§ **Aim of the task**
Lay out the stretch of the material below that opens with the line containing "the butterfly's antenna?" and closes with the line containing "[140,93,155,112]" as a Markdown table with two columns, Row and Line, numbering each line and leaving out blank lines.

§ **Task input**
-- begin --
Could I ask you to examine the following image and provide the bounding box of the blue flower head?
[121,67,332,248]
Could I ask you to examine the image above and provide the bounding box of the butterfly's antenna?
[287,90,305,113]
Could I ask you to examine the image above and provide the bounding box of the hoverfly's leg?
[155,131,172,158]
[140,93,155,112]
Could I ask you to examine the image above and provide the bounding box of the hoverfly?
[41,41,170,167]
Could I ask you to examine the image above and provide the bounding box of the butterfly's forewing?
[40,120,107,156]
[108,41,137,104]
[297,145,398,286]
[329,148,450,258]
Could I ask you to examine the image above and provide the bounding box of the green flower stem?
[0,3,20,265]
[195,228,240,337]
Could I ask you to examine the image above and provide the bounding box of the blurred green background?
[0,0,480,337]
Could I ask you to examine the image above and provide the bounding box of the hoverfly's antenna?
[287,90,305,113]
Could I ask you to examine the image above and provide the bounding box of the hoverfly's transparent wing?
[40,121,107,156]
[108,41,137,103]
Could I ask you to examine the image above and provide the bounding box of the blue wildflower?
-- end --
-- begin --
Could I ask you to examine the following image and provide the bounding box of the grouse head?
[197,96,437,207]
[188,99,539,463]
-- end --
-- begin --
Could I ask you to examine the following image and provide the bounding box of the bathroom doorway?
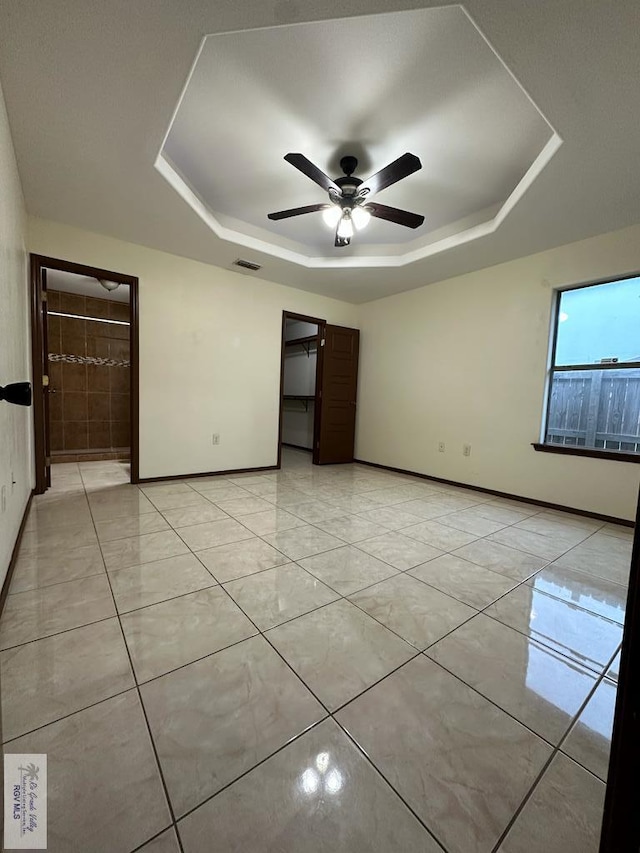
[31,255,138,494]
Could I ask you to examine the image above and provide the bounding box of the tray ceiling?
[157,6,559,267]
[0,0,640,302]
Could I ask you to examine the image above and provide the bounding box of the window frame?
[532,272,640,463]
-- end --
§ **Final result**
| Row | Line |
|---|---|
| 1 | Could I ask you to examine the image above and provide the bounding box of the butterfly's antenna? |
| 2 | [287,90,305,113] |
| 3 | Could I ask you to examine the image above and provide the bounding box of the hoverfly's leg? |
| 4 | [155,131,172,158] |
| 5 | [140,93,155,112] |